*** Opening of Listed entries ***

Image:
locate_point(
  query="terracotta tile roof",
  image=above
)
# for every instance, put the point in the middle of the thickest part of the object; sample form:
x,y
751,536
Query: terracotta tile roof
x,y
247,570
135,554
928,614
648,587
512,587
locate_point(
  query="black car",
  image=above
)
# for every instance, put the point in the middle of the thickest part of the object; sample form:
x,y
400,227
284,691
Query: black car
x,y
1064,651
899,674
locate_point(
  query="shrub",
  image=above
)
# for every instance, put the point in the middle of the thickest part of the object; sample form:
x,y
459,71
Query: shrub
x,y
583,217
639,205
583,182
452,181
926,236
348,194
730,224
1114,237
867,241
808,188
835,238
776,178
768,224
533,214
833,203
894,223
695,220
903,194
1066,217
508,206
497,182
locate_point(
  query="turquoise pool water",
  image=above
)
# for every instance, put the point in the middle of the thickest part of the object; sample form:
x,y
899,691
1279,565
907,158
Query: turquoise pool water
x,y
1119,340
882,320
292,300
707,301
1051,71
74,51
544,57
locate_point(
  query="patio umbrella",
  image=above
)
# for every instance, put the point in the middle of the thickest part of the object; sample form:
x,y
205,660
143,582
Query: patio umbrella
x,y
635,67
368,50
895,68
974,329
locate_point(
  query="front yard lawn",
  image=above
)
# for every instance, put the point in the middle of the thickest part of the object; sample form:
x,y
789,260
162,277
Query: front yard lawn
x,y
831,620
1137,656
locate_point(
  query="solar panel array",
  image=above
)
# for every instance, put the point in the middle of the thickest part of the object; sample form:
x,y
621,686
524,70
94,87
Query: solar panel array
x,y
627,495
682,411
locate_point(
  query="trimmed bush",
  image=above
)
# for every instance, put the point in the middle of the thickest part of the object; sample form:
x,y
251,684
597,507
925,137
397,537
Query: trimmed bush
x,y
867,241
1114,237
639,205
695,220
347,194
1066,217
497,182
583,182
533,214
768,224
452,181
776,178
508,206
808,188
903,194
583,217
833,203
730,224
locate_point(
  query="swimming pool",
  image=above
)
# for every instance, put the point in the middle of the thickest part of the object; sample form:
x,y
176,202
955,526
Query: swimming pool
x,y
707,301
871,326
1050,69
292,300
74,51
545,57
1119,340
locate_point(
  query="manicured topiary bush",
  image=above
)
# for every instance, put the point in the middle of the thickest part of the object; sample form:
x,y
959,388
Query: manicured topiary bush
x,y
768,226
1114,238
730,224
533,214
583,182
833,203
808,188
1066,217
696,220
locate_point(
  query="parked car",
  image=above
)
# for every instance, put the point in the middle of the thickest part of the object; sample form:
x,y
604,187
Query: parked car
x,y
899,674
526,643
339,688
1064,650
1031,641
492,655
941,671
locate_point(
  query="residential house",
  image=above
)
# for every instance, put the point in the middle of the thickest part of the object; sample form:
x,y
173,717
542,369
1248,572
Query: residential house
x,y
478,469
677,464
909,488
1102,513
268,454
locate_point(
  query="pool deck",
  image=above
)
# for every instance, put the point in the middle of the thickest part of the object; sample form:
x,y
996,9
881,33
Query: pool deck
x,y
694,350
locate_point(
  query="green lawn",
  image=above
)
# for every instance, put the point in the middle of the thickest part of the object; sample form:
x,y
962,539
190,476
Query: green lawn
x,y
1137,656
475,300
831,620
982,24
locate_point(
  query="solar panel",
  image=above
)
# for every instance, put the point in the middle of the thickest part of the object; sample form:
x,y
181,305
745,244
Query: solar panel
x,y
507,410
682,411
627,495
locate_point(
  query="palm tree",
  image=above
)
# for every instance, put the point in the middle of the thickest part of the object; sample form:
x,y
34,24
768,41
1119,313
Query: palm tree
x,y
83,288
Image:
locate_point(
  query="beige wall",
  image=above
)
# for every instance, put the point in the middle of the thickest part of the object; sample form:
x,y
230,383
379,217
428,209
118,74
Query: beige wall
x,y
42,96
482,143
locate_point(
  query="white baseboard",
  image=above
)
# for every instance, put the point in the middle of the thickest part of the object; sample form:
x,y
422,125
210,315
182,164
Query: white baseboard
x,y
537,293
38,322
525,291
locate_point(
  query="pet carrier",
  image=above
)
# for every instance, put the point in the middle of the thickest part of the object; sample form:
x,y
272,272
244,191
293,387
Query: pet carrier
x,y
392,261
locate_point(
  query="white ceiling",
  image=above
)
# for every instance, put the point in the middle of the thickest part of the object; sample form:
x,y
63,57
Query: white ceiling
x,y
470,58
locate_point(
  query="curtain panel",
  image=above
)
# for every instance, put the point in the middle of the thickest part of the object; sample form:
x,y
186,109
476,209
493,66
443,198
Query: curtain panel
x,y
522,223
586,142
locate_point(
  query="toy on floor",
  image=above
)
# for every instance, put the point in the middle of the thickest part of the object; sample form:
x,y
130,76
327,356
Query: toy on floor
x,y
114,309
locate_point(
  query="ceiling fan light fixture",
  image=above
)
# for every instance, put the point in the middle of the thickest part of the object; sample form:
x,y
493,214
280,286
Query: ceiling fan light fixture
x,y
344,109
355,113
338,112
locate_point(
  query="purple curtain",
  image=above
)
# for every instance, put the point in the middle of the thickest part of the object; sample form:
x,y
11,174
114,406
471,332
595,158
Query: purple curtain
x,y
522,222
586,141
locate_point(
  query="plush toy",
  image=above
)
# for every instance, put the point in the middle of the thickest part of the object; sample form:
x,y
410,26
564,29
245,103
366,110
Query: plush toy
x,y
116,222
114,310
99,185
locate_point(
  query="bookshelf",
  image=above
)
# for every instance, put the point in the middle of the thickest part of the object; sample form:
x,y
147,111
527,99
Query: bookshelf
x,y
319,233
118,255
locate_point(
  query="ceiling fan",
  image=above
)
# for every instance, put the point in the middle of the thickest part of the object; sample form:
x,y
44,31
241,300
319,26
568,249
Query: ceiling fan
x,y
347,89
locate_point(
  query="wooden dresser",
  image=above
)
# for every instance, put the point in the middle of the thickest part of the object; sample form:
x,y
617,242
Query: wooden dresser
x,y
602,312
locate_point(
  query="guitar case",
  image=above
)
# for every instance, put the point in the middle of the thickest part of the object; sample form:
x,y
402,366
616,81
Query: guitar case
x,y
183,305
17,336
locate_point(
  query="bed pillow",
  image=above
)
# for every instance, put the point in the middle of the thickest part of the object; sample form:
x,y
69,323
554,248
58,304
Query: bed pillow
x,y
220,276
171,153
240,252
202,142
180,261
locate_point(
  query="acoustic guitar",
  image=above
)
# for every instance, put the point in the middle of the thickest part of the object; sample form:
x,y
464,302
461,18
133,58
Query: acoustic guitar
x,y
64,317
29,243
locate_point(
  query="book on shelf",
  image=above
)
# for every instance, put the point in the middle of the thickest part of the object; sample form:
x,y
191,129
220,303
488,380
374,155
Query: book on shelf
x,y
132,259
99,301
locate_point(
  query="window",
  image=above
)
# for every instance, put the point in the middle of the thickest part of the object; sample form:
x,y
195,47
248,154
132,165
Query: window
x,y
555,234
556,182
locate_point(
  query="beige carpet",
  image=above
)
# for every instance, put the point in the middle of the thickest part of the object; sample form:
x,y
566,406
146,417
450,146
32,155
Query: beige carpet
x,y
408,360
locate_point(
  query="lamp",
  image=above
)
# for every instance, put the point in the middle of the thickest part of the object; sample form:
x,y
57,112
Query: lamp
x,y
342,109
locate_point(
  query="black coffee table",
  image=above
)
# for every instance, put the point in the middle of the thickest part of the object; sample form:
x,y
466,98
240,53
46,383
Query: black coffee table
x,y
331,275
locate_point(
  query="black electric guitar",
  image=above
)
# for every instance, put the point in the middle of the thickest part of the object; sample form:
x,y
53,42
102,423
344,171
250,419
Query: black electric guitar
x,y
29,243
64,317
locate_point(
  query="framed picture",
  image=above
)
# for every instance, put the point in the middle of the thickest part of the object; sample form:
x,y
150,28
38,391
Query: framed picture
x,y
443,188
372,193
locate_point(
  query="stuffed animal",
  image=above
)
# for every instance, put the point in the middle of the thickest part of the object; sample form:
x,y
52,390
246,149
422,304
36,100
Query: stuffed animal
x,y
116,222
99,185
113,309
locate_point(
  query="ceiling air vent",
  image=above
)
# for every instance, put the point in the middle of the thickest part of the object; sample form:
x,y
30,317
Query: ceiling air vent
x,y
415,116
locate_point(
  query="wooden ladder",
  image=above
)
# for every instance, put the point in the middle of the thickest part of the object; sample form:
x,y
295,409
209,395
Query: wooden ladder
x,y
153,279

*** Close of Listed entries ***
*** Opening of Listed entries ***

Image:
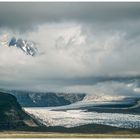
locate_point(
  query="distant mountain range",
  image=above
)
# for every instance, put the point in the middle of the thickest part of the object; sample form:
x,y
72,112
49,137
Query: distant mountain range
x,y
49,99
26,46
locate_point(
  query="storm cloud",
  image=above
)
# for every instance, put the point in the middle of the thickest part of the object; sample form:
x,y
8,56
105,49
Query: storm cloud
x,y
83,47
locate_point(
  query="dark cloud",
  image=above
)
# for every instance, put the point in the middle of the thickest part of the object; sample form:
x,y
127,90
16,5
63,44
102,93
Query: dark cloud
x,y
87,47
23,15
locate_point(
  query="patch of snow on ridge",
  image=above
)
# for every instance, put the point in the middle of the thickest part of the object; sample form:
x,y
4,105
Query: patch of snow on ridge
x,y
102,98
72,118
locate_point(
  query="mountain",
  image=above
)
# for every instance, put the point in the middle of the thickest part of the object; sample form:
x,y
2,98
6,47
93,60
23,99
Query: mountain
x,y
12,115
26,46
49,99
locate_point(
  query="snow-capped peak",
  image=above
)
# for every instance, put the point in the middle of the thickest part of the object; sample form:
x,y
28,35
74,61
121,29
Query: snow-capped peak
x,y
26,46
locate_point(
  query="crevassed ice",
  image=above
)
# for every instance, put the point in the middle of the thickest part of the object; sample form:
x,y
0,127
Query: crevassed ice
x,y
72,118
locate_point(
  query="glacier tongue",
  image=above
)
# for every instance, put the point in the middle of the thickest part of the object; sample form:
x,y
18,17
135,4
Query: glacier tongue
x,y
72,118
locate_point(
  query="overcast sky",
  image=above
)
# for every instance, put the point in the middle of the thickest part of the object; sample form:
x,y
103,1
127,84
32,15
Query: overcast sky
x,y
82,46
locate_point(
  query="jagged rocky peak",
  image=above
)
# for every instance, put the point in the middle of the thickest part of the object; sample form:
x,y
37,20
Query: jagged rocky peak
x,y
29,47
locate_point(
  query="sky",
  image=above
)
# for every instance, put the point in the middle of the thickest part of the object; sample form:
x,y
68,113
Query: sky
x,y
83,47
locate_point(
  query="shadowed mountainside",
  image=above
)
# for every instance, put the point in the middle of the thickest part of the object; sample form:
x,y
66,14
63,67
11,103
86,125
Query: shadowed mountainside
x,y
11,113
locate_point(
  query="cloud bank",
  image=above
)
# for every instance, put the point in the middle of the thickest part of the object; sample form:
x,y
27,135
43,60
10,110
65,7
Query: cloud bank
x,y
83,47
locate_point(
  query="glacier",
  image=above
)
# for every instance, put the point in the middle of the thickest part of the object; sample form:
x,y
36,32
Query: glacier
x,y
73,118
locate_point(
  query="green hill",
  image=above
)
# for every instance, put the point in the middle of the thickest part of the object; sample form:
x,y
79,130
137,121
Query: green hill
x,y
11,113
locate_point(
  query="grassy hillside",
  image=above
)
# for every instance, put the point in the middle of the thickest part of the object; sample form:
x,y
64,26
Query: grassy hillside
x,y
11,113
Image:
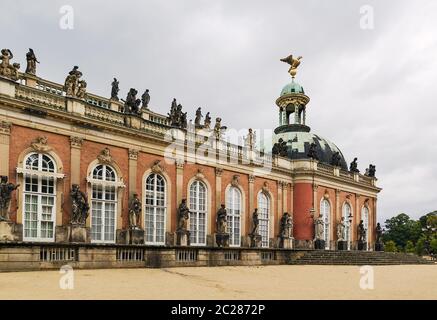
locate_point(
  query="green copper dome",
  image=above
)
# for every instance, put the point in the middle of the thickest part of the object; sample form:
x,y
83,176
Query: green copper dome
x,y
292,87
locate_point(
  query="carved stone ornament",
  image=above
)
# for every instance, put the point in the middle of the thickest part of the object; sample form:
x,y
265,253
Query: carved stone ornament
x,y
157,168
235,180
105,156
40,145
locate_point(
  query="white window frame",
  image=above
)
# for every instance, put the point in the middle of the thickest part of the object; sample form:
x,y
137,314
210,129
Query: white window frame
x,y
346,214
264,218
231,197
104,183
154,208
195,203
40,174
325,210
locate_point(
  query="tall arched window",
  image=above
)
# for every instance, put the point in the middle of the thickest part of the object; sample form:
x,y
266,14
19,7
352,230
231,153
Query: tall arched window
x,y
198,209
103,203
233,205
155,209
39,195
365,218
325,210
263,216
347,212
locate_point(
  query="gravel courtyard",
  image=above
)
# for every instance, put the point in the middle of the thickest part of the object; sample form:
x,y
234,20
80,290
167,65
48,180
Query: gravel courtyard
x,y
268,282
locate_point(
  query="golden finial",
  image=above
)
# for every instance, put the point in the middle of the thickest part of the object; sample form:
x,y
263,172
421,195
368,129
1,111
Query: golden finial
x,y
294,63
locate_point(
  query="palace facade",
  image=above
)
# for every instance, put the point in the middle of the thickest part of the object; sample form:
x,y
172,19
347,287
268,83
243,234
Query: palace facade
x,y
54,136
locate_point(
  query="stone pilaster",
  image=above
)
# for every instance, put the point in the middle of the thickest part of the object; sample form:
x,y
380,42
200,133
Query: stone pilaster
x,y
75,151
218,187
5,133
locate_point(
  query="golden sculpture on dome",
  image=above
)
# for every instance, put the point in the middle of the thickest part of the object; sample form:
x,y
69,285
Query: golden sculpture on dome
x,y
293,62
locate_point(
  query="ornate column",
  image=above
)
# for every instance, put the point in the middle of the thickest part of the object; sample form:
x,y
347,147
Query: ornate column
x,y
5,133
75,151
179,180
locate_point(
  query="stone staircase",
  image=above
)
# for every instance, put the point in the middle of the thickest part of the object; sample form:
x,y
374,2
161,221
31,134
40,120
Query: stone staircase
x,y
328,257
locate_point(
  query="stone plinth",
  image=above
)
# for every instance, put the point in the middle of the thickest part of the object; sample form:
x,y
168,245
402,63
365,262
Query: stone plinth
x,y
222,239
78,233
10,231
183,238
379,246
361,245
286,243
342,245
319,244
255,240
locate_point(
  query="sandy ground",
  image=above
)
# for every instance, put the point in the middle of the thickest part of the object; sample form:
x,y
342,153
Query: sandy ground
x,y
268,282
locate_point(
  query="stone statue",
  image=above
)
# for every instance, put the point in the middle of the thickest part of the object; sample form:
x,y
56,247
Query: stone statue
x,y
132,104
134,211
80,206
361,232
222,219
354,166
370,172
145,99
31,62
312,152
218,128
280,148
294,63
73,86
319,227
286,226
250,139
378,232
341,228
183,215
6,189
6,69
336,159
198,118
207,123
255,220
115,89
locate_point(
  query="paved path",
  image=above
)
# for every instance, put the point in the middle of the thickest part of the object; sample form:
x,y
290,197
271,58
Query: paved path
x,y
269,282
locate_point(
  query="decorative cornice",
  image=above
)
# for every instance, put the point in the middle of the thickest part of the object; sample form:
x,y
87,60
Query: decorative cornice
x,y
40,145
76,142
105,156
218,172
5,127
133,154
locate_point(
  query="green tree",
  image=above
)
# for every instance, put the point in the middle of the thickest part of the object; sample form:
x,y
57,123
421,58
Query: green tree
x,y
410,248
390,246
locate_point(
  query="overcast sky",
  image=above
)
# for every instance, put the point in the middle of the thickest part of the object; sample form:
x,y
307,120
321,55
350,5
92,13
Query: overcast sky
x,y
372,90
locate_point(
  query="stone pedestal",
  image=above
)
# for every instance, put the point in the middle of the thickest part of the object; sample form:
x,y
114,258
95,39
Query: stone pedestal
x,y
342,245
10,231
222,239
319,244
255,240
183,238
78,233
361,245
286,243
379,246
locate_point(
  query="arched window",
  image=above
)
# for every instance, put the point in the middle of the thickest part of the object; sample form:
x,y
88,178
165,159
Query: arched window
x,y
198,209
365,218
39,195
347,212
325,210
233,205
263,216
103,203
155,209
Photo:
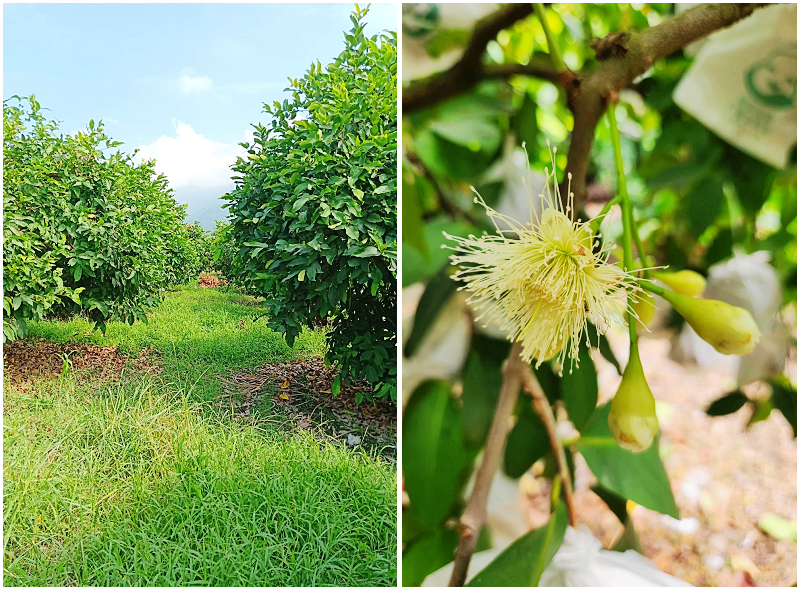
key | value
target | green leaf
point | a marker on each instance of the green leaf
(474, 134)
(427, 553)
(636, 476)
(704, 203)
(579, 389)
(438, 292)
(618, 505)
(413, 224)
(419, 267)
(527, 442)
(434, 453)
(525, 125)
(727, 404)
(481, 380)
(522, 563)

*** Close of Listed entries ***
*** Opening of Listed entries ***

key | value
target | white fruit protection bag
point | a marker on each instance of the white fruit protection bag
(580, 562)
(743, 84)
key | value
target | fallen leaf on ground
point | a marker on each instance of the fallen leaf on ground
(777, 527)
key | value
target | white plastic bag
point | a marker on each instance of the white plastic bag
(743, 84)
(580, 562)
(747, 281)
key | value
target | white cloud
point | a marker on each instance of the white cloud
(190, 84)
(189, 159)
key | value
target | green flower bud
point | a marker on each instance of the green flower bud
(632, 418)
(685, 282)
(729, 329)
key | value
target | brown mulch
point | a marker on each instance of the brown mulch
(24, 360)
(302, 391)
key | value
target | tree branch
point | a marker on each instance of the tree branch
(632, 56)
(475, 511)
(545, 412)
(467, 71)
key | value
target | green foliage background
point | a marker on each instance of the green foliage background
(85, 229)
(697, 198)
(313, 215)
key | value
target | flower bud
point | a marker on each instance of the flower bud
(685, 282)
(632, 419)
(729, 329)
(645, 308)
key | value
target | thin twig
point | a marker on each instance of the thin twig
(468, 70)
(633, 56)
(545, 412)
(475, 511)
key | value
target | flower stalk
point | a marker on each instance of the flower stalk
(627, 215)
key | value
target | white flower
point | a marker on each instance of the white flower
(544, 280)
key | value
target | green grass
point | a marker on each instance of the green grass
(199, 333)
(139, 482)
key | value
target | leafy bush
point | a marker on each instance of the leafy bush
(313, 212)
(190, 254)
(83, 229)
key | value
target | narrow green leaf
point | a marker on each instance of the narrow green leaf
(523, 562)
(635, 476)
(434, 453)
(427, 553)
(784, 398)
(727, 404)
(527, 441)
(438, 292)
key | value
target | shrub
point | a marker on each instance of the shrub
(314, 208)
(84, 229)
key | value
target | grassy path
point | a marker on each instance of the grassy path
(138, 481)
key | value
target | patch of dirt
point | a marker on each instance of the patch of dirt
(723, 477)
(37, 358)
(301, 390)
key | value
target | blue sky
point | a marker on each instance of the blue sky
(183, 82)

*** Close of Listed entries ***

Set down, exactly as written above, each line from the one with "Query: arched window" through the one with "target | green leaf", and skip the pictures.

Query: arched window
x,y
198,209
365,218
39,195
347,212
325,210
233,205
263,216
103,203
155,209
Photo:
key | value
target | green leaf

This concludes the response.